Exercise goal - Format every line of the items below as a Markdown table with the columns Row and Line, numbering the rows in order and skipping blank lines. Omit the pictures from the answer.

Provided entries -
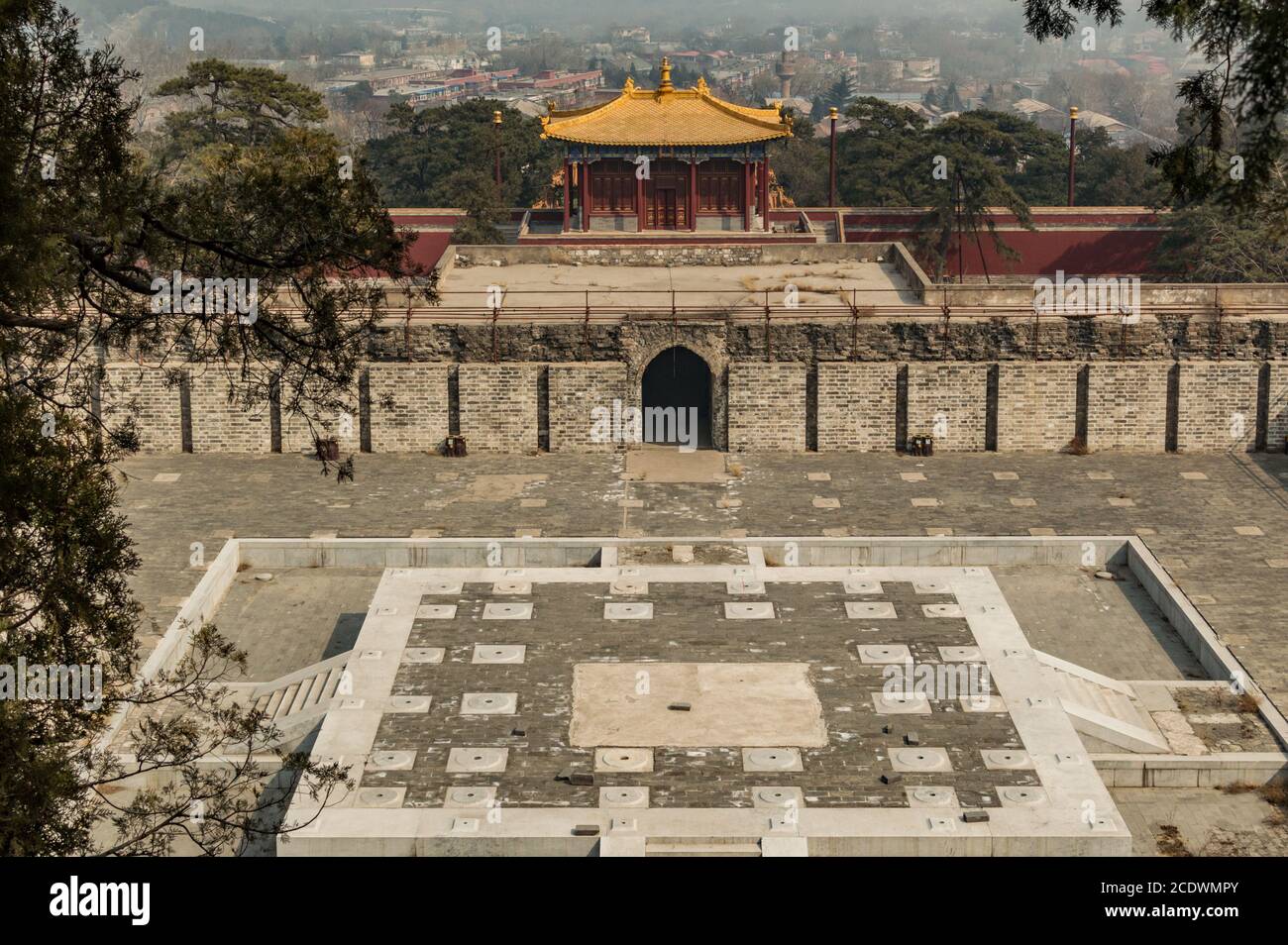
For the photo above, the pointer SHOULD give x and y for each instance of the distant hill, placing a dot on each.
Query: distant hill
(124, 21)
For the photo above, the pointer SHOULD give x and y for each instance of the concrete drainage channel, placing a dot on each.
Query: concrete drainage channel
(1029, 817)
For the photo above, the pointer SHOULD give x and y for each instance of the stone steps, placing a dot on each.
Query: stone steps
(1102, 707)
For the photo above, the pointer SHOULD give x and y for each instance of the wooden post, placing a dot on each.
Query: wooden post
(764, 188)
(694, 194)
(831, 166)
(1073, 159)
(567, 192)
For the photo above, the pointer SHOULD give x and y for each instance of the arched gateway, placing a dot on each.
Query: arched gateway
(675, 393)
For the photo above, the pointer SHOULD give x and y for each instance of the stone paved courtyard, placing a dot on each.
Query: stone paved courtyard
(1218, 523)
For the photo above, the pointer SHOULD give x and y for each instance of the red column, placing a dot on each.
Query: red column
(764, 188)
(694, 196)
(567, 192)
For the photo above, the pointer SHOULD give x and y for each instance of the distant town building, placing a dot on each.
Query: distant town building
(356, 59)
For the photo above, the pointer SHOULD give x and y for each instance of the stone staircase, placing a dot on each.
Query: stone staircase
(1102, 707)
(702, 846)
(297, 700)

Solution to the problem -
| Row | Line |
|---|---|
| 1 | For the photo above, the pointer SHOULD give x and y for each instance of the distant hill, placing a dot on each. |
| 2 | Query: distant hill |
| 3 | (124, 21) |
| 4 | For the photo above, the pointer SHOULD give x and y for each instance of the concrete drainage channel, placing a dot on each. |
| 5 | Query: concrete drainage channel |
| 6 | (1029, 817) |
| 7 | For the photo above, the pointer SHOULD give x and y for each instance of the stone steps, placing a dot on each. |
| 8 | Query: stone steps |
| 9 | (1102, 707) |
| 10 | For the photo above, the pointer SHOULD give x and y for each instance of the wooden post, placing a dot on each. |
| 11 | Query: wooden post |
| 12 | (764, 188) |
| 13 | (694, 194) |
| 14 | (831, 166) |
| 15 | (1073, 159) |
| 16 | (567, 192) |
| 17 | For the photo above, the pointer SHOULD give x and y for each instance of the arched gateway, placing a dot on each. |
| 18 | Query: arched gateway |
| 19 | (675, 393) |
| 20 | For the photo above, the pointer SHOULD give x and y for each instance of the stone paved courtyard, placing a dot on each. |
| 21 | Query: stone paved courtyard |
| 22 | (1218, 523) |
| 23 | For the photo above, the pointer SHOULD give x and y for each instance of the red column, placing a dot on each. |
| 24 | Query: red column |
| 25 | (764, 188) |
| 26 | (694, 196) |
| 27 | (567, 192) |
| 28 | For the photo above, the pointer SHOULD give x and y for each instance of the distant town building, placing a dot on each. |
| 29 | Query: distant town building |
| 30 | (356, 59) |
| 31 | For the photo above, the pointer SHOULD give x and y for each instance of the stone staircase, placing a dot on each. |
| 32 | Query: stone staircase |
| 33 | (1102, 707) |
| 34 | (702, 846) |
| 35 | (297, 700) |